- [INSTRUCTIONS TO FOLLOW] Leave out all images and set down the records exactly as given.

<<<<

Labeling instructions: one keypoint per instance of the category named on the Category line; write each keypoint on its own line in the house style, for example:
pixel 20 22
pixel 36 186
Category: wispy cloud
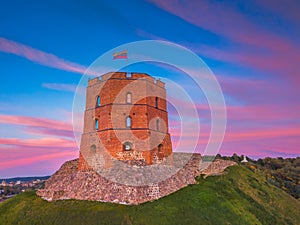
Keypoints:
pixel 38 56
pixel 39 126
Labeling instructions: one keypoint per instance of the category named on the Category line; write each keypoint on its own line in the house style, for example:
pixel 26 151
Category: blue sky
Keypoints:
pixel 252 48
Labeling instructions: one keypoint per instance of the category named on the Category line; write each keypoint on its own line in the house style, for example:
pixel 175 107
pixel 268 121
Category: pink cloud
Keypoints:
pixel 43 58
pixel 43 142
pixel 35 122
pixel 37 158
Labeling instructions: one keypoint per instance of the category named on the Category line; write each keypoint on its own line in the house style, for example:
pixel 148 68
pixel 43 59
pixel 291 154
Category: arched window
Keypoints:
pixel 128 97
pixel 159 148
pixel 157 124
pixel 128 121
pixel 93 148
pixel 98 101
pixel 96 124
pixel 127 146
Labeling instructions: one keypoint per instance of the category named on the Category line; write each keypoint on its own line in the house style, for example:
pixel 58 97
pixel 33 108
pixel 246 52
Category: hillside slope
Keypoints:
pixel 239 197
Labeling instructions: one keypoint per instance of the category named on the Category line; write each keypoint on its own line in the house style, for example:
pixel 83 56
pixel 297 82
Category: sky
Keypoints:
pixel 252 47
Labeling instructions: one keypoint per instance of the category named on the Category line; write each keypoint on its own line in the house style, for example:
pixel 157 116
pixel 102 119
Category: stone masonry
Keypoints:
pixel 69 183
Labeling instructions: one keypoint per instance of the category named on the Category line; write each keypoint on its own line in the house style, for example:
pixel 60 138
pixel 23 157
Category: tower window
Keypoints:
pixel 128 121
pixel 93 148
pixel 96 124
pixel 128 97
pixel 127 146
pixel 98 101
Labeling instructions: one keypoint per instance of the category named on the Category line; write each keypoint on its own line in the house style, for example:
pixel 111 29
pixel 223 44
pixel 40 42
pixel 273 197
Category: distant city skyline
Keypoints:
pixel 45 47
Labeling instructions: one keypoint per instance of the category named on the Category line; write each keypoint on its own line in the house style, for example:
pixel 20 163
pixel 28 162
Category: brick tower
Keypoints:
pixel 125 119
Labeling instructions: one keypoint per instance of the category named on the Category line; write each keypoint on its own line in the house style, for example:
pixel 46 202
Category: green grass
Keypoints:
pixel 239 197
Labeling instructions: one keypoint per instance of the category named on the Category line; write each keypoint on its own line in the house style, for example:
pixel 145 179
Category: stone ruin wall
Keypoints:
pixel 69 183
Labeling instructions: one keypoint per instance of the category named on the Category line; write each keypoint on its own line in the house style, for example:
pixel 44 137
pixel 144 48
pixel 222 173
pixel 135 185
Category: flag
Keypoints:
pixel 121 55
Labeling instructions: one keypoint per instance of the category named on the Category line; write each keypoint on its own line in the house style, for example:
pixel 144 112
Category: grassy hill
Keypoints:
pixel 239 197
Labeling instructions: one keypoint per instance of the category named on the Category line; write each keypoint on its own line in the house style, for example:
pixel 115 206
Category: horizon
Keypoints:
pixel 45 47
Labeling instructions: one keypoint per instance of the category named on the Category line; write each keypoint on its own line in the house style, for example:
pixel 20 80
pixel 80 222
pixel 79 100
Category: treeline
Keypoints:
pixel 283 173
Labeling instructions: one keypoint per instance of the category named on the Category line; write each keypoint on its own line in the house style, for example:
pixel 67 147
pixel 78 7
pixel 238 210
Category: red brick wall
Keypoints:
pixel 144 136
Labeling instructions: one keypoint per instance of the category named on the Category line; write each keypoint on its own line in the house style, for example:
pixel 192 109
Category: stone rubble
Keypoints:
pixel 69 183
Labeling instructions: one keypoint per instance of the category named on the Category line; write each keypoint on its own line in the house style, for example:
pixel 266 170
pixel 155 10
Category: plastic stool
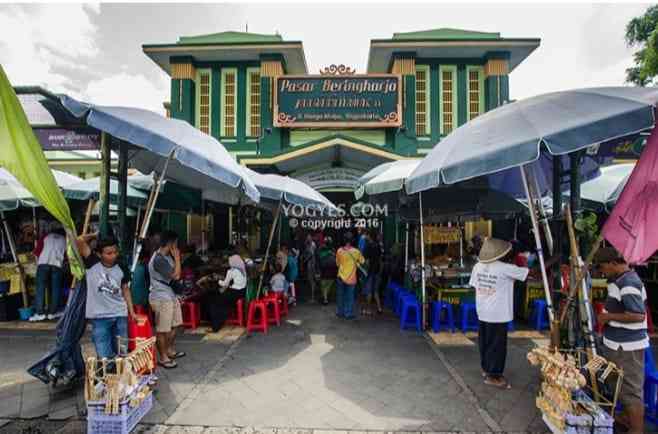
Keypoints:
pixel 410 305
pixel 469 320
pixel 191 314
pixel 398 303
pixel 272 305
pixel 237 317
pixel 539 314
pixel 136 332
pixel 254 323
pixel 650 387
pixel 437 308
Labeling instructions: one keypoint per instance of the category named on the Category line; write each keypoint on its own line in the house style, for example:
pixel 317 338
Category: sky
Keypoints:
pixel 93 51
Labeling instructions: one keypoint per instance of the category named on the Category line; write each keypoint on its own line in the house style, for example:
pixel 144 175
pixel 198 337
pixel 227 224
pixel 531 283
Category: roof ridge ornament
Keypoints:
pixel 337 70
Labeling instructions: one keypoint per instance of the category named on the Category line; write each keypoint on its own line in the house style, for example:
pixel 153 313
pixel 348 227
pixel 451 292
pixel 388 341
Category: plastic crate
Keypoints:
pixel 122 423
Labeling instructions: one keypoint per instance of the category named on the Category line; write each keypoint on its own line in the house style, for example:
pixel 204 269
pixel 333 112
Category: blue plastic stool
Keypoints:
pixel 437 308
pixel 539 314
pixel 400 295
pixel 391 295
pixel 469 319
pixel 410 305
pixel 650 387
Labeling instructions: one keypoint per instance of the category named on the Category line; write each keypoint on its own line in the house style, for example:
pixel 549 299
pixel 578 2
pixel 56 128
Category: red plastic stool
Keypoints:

>>>>

- [ANSWER TO THIS EXERCISE]
Labeling instructions: one keypoint per instance of the category named on the Category line; write each keypoint on its own line in the house style, for example:
pixel 20 22
pixel 36 186
Category: wispy cloud
Keypoints:
pixel 38 56
pixel 39 126
Labeling instructions: one keypoint per instance of the category named on the Category line; write each keypoint on its own line in the house style, for example:
pixel 26 151
Category: blue sky
Keypoints:
pixel 252 48
Labeling instructions: one keypoint per instance of the category named on the Category line; write each keypoint on its own line in the house style, for example:
pixel 175 107
pixel 268 121
Category: pink cloud
Keypoints:
pixel 43 58
pixel 43 142
pixel 35 122
pixel 37 158
Labeling instructions: one keypoint per instance of the category named on the Category line; write each keypoint on its own line in the house style, for example:
pixel 148 68
pixel 43 59
pixel 291 154
Category: arched window
Keypoints:
pixel 128 97
pixel 159 148
pixel 157 124
pixel 128 121
pixel 93 148
pixel 98 101
pixel 96 124
pixel 127 146
Labeling instructions: one keypoint per instance of the category named on the Category line; write each keypoint on its own line in the house style, for example:
pixel 58 97
pixel 33 108
pixel 246 52
Category: hillside slope
Keypoints:
pixel 239 197
Labeling instructions: one keypoint per instance of the category named on the Category line; write each keypoint on its own line in the house style, for example:
pixel 83 56
pixel 297 82
Category: sky
Keypoints:
pixel 252 47
Labeling instructions: one keypoint per instance of the category named on the Category line; write each keypoint on its own line in the house style, for example:
pixel 157 116
pixel 102 119
Category: stone masonry
Keypoints:
pixel 69 183
Labeling instructions: one keypoint per instance of the category named on the Category line; write each keypoint on its own line in the house style, for example:
pixel 60 138
pixel 23 157
Category: tower window
Keypoints:
pixel 128 121
pixel 93 148
pixel 96 124
pixel 128 97
pixel 127 146
pixel 98 101
Labeling instructions: one keypoint per instance of the category named on the Category line; write each keypoint on its own line in the house style, for example:
pixel 111 29
pixel 223 44
pixel 40 42
pixel 273 197
Category: distant city skyline
Keypoints:
pixel 45 47
Labeling instructions: one keypoint per instance of the category named on the Category line; write each keypoint on its own line in the house style, for example:
pixel 20 163
pixel 28 162
Category: brick tower
Keypoints:
pixel 125 119
Labeling instructions: one keypoint per instance of the category named on the Category line; write each keypoint on its own line in the house style, for example:
pixel 46 202
Category: green grass
Keypoints:
pixel 239 197
Labeling instructions: one keypoint per instance of the category named on the Category line; write each keypoint on its own line in the house style, for example:
pixel 145 179
Category: stone ruin wall
Keypoints:
pixel 69 183
Labeling instructions: one keypoint per instance of the category named on the Category line; write each keypoint on its own line in the house style, for example:
pixel 44 137
pixel 144 48
pixel 222 173
pixel 135 185
Category: flag
Keypoints:
pixel 121 55
Labeling instructions: one keypoint per instance of the category named on the Category line; write each keypoint on its own line in the house style, for example:
pixel 144 112
Category: grassy hill
Keypoints:
pixel 239 197
Labeling instructions: one keypoint per instance of the category named on the Category line; write each keypoint on its own line in the house style, for example:
pixel 115 206
Category: horizon
Keypoints:
pixel 45 47
Labeling instructions: one keypoint per instance of the category named on the Category line; write each keypoint on its own line in the house style, for example:
pixel 20 80
pixel 80 222
pixel 79 100
Category: treeline
Keypoints:
pixel 283 173
Labeling instructions: one keypoint per instance of the category named on the Category line; write each keypoint on its own line in the house style, for example:
pixel 67 147
pixel 78 7
pixel 238 210
Category: red brick wall
Keypoints:
pixel 144 136
Labeling instructions: one keypoint per instance of the category named on the Category line; write each keypoint on its own line in the house style, for example:
pixel 192 109
Category: stone rubble
Keypoints:
pixel 69 183
Labeling instructions: one keypoint per instance of the category named on the Category line; write each keypoint on its own line in the house style, for example:
pixel 266 170
pixel 155 10
Category: plastic stool
Keypoints:
pixel 410 305
pixel 469 320
pixel 191 314
pixel 398 303
pixel 272 305
pixel 237 317
pixel 539 314
pixel 136 332
pixel 254 323
pixel 650 387
pixel 437 308
Labeling instructions: one keypoint per instance of the category named on the Category line; write each keypoint on its own line in the house style, for example:
pixel 317 338
Category: sky
Keypoints:
pixel 93 51
Labeling instructions: one keypoint per instance of the category named on the Category line; write each keypoint on its own line in the house style, for example:
pixel 144 175
pixel 198 337
pixel 227 224
pixel 531 283
Category: roof ridge ornament
Keypoints:
pixel 337 70
Labeling instructions: one keypoint per instance of the category named on the Category line; write each keypoint on its own line in the house style, for example:
pixel 153 313
pixel 348 227
pixel 451 292
pixel 388 341
Category: plastic crate
Keypoints:
pixel 122 423
Labeling instructions: one keypoint per instance of the category named on the Category line; write each keypoint on its own line in the house style, for example:
pixel 204 269
pixel 333 112
Category: blue plastic stool
Keypoints:
pixel 437 308
pixel 539 314
pixel 400 295
pixel 391 295
pixel 469 319
pixel 410 305
pixel 650 387
Labeling instructions: one keypoint per instance of the category named on the Category line; write each keypoint on its own line in the house style, for example:
pixel 549 299
pixel 578 2
pixel 56 128
Category: red plastic stool
Keypoints:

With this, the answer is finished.